Teks sumber:

════════════════

REPUBLIKA.CO.ID, JAKARTA -- Pandemi terbukti memberikan hantaman yang signifikan terhadap pasar otomotif nasional. Hal ini pun otomatis berdampak pada industri pembiayaan yang dijalankan oleh Adira Finance.
Perusahaan leasing tersebut pun menjalakan sejumlah strategi dalam menghadapi pandemi. Presiden Direktur Adira Finance, Hafid Hadeli mengatakan, sejumlah strategi yang dilakukan ini berorientasi agar Adira dapat bertahan dalam menghadapi masa yang menantang ini.
"Strategi yang kami lakukan adalah dengan menjaga kualitas piutang. Selain itu, kami juga melakukan restrukturisasi untuk sejumlah kontrak pembiayaan," kata Hafid dalam konferensi pers virtual kinerja Adira Finance semester pertama 2020 pada Selasa (4/8).
Dengan strategi itu, maka Adira Finance tetap dapat bertahan karena likuiditas yang terjaga dan seluruh kewajiban dapat dibayarkan. Baik itu kewajiban yang harus dibayar oleh Adira maupun kewajiban dari nasabah kepada Adira.
Menurutnya, restrukturisasi kredit memang merupakan cara yang efektif dalam memberikan kemudahan bagi nasabah yang terdampak pandemi. "Cara ini juga biasanya kami terapkan saat terjadi suatu bencana di wilayah tertentu sehingga nasabah tetap dapat melaksanakan kewajiban pembayaran sesuai dengan kondisinya," kata dia.
Total, sepanjang semeter pertama ini, Adira melakukan restrukturisasi kredit untuk 745 ribu kontrak. Dengan strategi ini, diharapkan Adira juga dapat menekan angka non performing loan (NPL).

════════════════

Data yang diberikan:
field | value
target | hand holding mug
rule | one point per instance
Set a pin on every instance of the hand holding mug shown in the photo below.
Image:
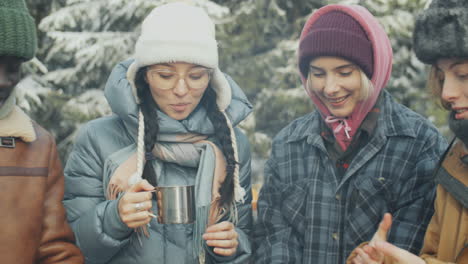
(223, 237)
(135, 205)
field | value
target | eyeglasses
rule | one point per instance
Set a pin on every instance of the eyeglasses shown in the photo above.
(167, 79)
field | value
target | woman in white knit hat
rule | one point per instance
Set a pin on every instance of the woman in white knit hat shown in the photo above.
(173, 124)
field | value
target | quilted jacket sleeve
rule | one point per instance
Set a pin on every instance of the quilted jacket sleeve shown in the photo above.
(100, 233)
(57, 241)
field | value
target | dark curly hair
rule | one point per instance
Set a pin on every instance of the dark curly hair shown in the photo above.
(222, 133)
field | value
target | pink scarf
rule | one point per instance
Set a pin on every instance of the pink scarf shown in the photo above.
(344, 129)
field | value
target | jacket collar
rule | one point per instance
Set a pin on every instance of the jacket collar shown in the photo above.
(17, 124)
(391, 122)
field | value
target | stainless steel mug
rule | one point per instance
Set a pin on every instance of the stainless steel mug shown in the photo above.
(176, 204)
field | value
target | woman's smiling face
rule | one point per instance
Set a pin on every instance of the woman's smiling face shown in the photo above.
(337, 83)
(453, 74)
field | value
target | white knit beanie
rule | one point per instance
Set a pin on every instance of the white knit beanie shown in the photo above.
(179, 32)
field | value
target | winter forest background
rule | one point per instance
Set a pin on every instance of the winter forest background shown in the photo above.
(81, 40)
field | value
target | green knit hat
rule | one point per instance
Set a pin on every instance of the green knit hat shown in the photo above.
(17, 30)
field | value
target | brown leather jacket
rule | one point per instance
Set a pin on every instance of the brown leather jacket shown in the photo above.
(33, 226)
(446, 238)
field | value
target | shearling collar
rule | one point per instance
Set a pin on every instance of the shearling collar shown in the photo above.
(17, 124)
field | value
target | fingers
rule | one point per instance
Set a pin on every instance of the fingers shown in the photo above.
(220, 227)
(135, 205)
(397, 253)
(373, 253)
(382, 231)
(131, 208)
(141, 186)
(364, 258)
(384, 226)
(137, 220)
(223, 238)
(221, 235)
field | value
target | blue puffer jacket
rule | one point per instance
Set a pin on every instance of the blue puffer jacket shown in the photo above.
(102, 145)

════════════════

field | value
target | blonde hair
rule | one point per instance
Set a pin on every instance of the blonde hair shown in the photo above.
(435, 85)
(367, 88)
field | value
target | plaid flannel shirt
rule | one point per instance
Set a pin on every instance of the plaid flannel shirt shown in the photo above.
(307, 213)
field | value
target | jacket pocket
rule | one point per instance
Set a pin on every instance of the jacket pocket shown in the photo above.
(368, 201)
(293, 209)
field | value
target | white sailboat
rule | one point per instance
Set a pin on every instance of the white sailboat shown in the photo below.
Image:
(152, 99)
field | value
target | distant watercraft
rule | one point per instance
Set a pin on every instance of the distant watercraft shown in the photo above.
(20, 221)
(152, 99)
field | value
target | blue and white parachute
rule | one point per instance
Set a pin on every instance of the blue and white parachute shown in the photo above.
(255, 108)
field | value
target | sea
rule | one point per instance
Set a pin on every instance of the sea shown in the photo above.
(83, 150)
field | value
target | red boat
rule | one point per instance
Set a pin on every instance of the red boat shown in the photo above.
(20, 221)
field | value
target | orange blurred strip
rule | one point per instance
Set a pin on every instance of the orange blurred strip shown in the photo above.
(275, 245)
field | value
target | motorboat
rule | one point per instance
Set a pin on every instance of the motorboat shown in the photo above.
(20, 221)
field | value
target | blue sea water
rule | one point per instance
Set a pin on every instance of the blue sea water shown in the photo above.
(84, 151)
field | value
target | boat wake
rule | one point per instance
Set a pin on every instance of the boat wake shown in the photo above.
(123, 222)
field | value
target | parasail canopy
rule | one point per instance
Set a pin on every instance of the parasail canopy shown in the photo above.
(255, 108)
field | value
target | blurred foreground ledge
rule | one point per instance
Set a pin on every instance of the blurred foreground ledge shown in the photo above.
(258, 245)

════════════════

Kutip persis bagian berita tentang strategi Adira Finance di atas, mulai dari "Perusahaan leasing tersebut" dan terus sampai "nasabah kepada Adira.".

Perusahaan leasing tersebut pun menjalakan sejumlah strategi dalam menghadapi pandemi. Presiden Direktur Adira Finance, Hafid Hadeli mengatakan, sejumlah strategi yang dilakukan ini berorientasi agar Adira dapat bertahan dalam menghadapi masa yang menantang ini.
"Strategi yang kami lakukan adalah dengan menjaga kualitas piutang. Selain itu, kami juga melakukan restrukturisasi untuk sejumlah kontrak pembiayaan," kata Hafid dalam konferensi pers virtual kinerja Adira Finance semester pertama 2020 pada Selasa (4/8).
Dengan strategi itu, maka Adira Finance tetap dapat bertahan karena likuiditas yang terjaga dan seluruh kewajiban dapat dibayarkan. Baik itu kewajiban yang harus dibayar oleh Adira maupun kewajiban dari nasabah kepada Adira.